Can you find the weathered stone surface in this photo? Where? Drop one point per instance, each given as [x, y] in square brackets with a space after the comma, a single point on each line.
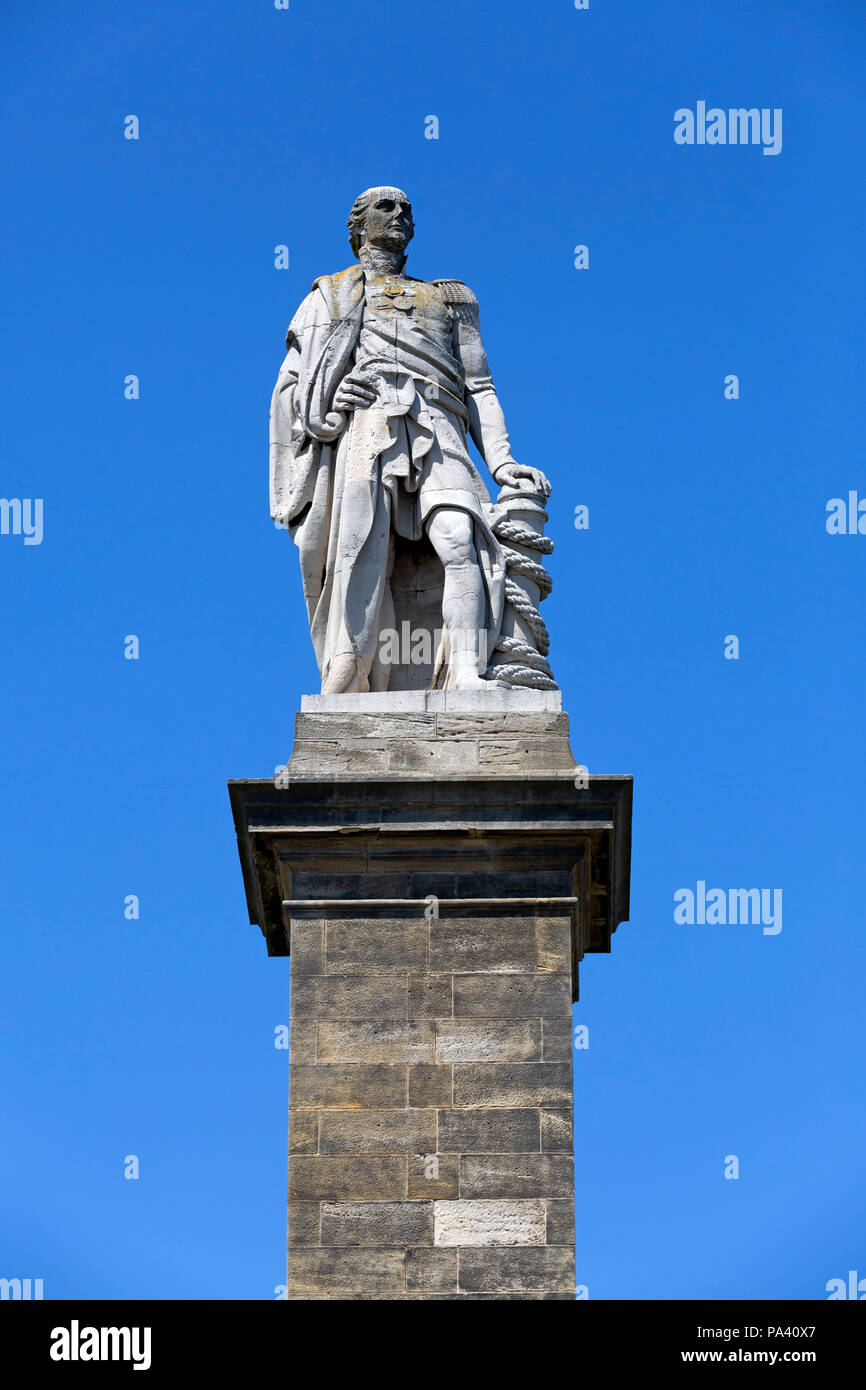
[434, 1175]
[516, 1084]
[489, 1223]
[558, 1040]
[430, 1084]
[431, 1271]
[378, 1132]
[512, 995]
[560, 1222]
[373, 1040]
[553, 937]
[430, 995]
[307, 948]
[498, 699]
[545, 1268]
[349, 997]
[489, 1132]
[378, 1223]
[558, 1132]
[489, 1040]
[346, 1086]
[346, 1272]
[303, 1132]
[303, 1223]
[488, 945]
[348, 1179]
[516, 1175]
[302, 1041]
[377, 947]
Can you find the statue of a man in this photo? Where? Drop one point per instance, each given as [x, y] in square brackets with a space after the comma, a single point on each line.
[384, 382]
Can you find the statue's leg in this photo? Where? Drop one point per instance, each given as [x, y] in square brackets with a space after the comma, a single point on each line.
[463, 601]
[380, 670]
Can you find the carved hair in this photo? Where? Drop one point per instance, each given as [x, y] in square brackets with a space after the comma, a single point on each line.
[359, 213]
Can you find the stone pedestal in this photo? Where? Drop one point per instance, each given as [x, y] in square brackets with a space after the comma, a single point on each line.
[437, 876]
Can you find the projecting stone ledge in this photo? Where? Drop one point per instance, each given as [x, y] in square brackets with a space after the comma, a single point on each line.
[431, 733]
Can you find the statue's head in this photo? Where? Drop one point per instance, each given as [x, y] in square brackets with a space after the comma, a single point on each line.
[381, 217]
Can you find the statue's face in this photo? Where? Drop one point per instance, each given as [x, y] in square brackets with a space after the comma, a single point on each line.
[388, 221]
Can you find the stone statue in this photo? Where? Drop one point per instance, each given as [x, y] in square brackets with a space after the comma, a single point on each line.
[384, 382]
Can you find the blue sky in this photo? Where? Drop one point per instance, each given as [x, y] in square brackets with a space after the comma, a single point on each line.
[706, 519]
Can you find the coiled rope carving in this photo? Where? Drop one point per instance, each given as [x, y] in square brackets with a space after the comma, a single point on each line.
[528, 665]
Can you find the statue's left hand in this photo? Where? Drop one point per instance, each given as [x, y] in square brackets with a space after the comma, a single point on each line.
[523, 478]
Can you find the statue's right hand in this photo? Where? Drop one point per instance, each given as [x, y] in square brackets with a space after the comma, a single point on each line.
[353, 394]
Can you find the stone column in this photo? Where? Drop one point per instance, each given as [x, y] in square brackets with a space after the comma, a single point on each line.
[437, 877]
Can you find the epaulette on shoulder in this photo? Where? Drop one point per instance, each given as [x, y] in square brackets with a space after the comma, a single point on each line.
[455, 292]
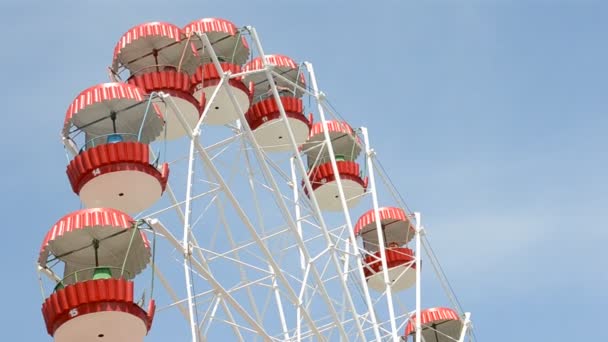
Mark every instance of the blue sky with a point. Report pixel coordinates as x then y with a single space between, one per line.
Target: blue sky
490 117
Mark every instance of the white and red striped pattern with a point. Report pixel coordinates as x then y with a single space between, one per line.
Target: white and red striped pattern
332 126
211 25
432 315
385 213
152 29
276 60
100 93
87 218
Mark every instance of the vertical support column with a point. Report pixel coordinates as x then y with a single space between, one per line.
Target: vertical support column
296 201
186 241
349 224
465 326
418 264
372 189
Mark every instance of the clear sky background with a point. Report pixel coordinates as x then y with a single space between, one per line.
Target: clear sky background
490 117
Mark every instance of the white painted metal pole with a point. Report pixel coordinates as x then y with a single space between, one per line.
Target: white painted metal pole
465 326
369 154
186 243
418 280
351 233
296 199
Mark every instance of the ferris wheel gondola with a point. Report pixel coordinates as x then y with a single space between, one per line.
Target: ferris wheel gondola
101 250
160 58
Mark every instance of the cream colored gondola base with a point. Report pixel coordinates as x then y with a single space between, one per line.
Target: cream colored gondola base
329 198
222 111
128 191
273 137
107 326
173 126
402 277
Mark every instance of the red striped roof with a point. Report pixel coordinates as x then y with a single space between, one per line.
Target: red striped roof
432 315
152 29
385 213
211 25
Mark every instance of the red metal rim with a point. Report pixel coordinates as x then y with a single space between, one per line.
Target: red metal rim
103 159
395 256
324 174
385 213
91 297
432 315
268 110
100 93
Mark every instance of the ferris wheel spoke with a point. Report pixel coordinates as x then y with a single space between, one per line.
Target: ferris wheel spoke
232 199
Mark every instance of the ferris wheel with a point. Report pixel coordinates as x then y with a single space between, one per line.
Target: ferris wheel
219 185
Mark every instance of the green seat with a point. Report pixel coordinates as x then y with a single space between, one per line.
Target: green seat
59 286
102 273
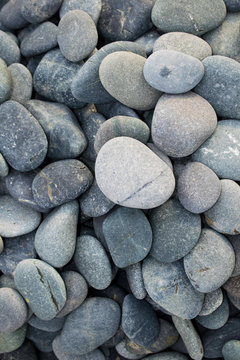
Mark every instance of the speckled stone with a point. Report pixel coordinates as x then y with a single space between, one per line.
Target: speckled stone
220 85
53 78
188 16
174 115
169 287
86 85
173 72
224 216
41 286
40 40
66 139
77 290
139 179
221 151
211 262
22 140
60 182
175 231
184 42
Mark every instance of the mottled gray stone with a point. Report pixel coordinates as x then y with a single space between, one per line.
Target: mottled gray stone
169 287
188 16
174 116
175 231
41 39
41 286
60 182
211 262
139 178
184 42
173 72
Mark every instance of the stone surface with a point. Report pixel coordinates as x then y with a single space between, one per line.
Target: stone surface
174 116
139 179
41 286
211 262
169 287
121 74
175 231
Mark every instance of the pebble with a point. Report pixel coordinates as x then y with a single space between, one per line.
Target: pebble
175 231
40 40
184 42
169 287
41 286
119 66
187 16
211 262
174 115
139 178
128 235
60 182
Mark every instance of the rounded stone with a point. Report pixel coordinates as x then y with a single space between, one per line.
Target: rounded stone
23 142
128 236
173 72
119 71
60 182
184 42
76 48
181 123
175 231
198 187
220 85
188 16
211 262
169 287
92 262
224 216
139 178
41 286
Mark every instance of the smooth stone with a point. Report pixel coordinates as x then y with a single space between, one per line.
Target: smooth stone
128 19
139 178
15 250
60 182
189 336
184 42
224 216
23 142
211 262
55 239
76 48
169 287
53 78
77 290
92 262
83 330
40 40
198 188
5 82
38 12
174 115
221 151
139 321
121 126
128 236
86 85
173 72
188 16
175 231
220 85
41 286
122 65
21 89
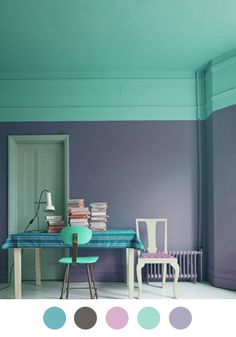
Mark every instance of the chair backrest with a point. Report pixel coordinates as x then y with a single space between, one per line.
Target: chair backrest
151 225
84 234
75 236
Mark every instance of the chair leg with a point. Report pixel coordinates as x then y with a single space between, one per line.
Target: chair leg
93 281
89 280
164 267
176 269
68 281
139 267
64 282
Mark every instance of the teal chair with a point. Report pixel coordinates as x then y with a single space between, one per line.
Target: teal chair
76 236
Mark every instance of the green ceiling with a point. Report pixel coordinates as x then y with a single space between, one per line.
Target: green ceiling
38 36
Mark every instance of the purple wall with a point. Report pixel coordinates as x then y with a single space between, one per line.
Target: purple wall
143 169
221 217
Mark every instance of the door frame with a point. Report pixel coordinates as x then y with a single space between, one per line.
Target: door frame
13 141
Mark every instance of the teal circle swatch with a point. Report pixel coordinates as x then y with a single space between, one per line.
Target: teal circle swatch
148 318
180 318
85 318
54 318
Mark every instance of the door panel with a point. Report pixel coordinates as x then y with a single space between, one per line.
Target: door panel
40 165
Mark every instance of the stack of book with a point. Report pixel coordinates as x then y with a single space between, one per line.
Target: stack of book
98 221
55 223
77 212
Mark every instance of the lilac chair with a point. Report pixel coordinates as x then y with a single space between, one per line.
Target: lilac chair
152 256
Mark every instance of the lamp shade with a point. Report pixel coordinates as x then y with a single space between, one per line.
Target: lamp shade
49 206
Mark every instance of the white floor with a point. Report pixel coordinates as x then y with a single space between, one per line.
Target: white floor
185 290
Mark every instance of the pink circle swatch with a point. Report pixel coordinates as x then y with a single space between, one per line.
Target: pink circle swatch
117 318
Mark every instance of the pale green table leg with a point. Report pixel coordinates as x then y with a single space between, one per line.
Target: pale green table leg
37 267
17 273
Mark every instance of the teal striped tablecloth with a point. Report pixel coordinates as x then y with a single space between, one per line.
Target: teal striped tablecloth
117 238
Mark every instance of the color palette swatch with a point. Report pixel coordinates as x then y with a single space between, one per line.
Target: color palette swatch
117 318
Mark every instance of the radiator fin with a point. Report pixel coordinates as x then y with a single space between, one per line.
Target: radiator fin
190 264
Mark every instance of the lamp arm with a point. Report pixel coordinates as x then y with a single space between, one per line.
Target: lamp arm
37 211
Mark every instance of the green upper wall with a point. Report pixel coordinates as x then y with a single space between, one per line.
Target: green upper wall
218 83
115 59
166 98
53 36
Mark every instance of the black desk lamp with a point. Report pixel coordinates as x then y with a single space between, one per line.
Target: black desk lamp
48 208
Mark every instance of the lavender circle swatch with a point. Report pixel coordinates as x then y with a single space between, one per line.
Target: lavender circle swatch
180 318
117 318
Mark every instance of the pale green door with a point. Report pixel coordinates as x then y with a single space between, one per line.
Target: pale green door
39 165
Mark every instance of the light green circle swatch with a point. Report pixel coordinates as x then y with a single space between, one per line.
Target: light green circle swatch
54 318
148 318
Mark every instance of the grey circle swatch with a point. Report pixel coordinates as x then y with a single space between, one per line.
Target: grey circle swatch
180 318
85 318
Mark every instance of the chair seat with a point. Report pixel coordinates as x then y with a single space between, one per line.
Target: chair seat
79 260
157 255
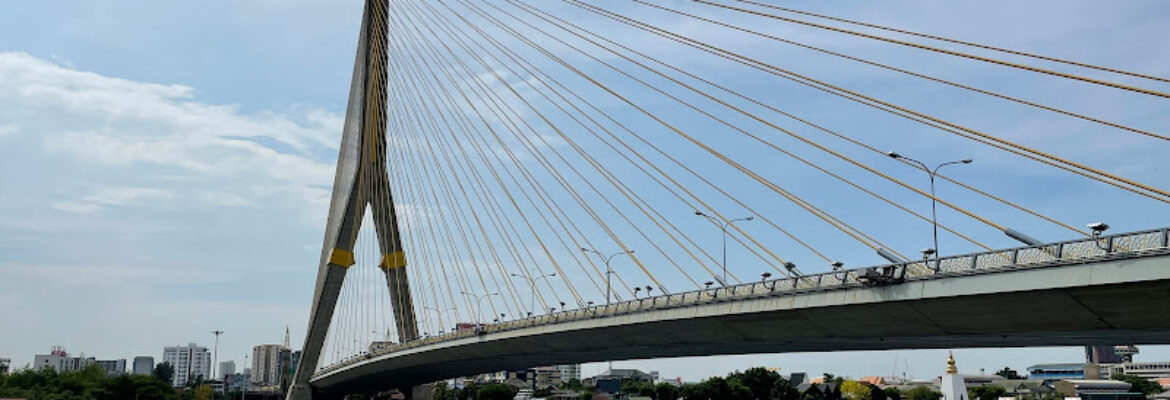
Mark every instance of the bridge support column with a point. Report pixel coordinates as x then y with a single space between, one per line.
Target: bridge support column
360 181
421 392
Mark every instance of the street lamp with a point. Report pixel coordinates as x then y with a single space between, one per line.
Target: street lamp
215 357
438 311
608 270
723 225
479 307
531 302
934 201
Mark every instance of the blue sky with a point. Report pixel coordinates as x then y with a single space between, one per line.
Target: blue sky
166 165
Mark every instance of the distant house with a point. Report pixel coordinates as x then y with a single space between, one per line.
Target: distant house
1024 387
1087 388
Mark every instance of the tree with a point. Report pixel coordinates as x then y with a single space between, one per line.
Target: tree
893 393
164 371
812 393
1138 384
852 390
985 392
442 392
1009 373
758 380
495 392
202 392
784 390
921 393
665 391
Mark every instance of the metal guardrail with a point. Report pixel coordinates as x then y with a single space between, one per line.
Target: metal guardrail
1059 253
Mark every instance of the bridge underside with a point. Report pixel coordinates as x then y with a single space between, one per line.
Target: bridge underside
1110 302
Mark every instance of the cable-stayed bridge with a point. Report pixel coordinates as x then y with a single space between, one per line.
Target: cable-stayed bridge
520 184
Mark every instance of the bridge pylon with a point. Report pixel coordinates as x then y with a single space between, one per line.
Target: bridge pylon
360 181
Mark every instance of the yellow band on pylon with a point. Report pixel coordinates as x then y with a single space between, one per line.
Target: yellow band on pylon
341 257
393 260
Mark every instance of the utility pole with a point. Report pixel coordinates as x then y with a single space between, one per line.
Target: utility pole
215 354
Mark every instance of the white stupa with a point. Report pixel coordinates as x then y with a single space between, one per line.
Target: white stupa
952 387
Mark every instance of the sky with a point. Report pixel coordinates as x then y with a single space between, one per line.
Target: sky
166 166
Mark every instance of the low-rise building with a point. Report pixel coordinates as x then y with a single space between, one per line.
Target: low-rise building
548 377
1144 370
570 372
61 361
144 365
1024 388
1081 387
114 367
1054 372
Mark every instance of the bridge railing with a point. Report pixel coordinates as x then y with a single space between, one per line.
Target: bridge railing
1059 253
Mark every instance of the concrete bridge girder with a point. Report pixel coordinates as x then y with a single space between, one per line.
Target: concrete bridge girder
1106 301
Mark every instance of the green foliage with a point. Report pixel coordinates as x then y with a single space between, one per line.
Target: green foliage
630 387
666 392
852 390
495 392
985 392
921 393
1138 384
784 390
812 393
164 371
1009 373
90 384
834 380
716 388
892 393
758 380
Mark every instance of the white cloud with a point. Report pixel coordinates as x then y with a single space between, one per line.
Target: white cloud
148 132
225 199
103 197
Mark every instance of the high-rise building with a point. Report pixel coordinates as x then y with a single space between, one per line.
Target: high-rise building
144 365
61 361
1126 352
267 364
227 369
114 367
1101 354
570 372
191 363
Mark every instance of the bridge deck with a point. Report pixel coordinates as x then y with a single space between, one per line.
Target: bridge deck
1060 294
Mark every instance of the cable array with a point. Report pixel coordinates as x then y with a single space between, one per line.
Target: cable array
538 157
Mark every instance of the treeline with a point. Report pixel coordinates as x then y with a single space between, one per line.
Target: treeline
93 384
761 384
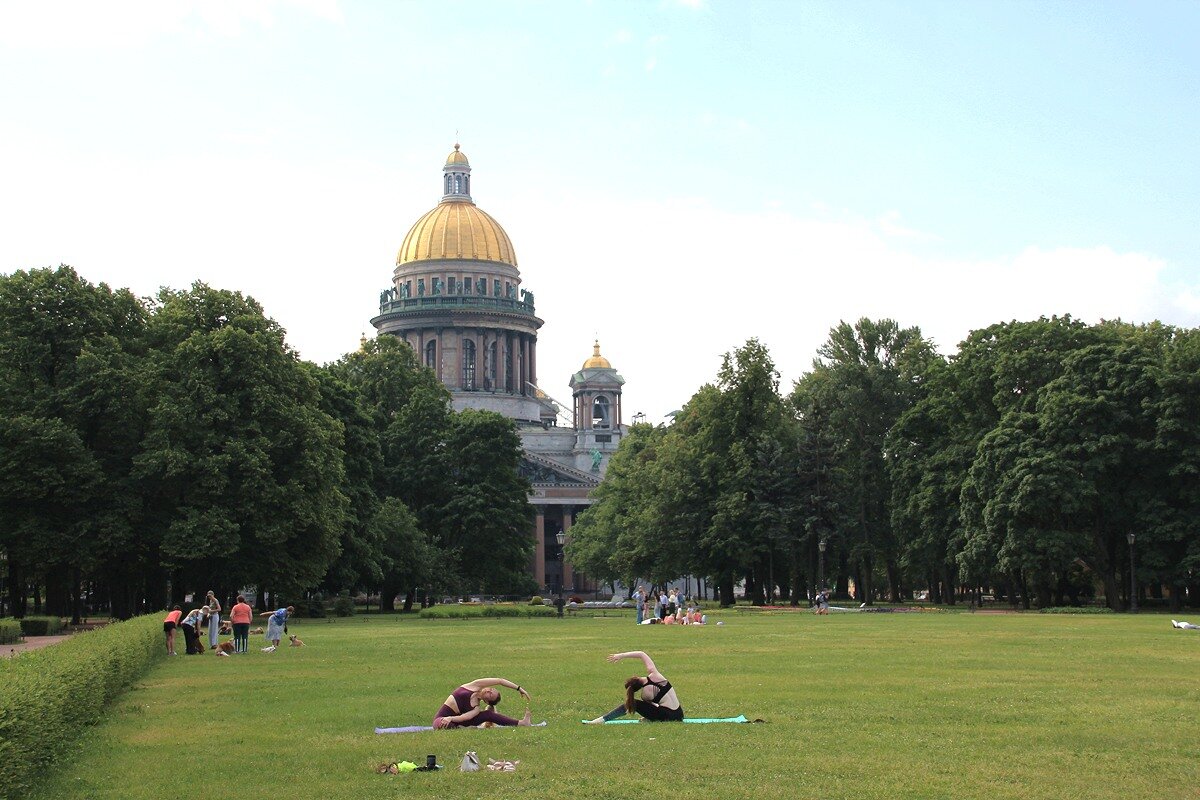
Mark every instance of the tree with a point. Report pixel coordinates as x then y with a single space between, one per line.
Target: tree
69 389
241 467
487 516
871 372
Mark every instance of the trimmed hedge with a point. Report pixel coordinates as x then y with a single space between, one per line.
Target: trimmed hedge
10 631
48 697
41 625
477 612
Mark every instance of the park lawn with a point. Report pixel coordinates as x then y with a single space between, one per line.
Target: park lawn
857 705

• [To be done]: Reproduce exactly and only the lines from the line that contains "Mark every instance of the concrete" to the end of the data above, both ends included. No pictures go in the copy.

• [Correct result]:
Mark every instance of the concrete bridge girder with a point. Report pixel coordinates as x then y with a single space between, one per line.
Target: concrete bridge girder
1106 301
Mark every instance of the green foliage with a point. Report pixel coordinates as x then y with a single space between, one per line.
Target: green foliage
630 387
666 392
852 390
495 392
985 392
921 393
1138 384
784 390
812 393
164 371
1009 373
90 384
834 380
716 388
892 393
758 380
Mark every instance of the white cloud with a point. Report pixel coordinates as x then y with a single space between, one per line.
Target: white cloud
148 132
225 199
103 197
Mark every instance of the high-rise building with a point. Report pixel coordinates as x then y with a single space between, one per line.
Target: high-rise building
144 365
61 361
1126 352
267 364
227 369
114 367
1101 354
570 372
191 363
Mark every instance of the bridge deck with a point. Report pixel coordinates as x then y with a single space between, one per line.
Target: bridge deck
1060 294
Mark every instance of the cable array with a point. Report pixel coordinates as x then y with a single space between, one per line.
Target: cable array
538 157
Mark every instance of the treeline with a point. Report pixel coordinates as x then y with a single space between, one per line.
Target: treeline
93 384
761 384
Mark every instance of the tree with a point. Report pixel coordinates as x then y with a single space between, one per line.
Target: tree
69 389
241 467
487 516
871 372
Mark every instance of the trimmed hedge with a point. Report pixel coordinates as x then y with a single space between, one per line.
Target: trimmed hedge
10 631
48 697
41 625
477 612
Mark every instance of the park lawn with a point. Report pixel coordinates as x then y with a single space between, one per line.
Target: park lawn
857 705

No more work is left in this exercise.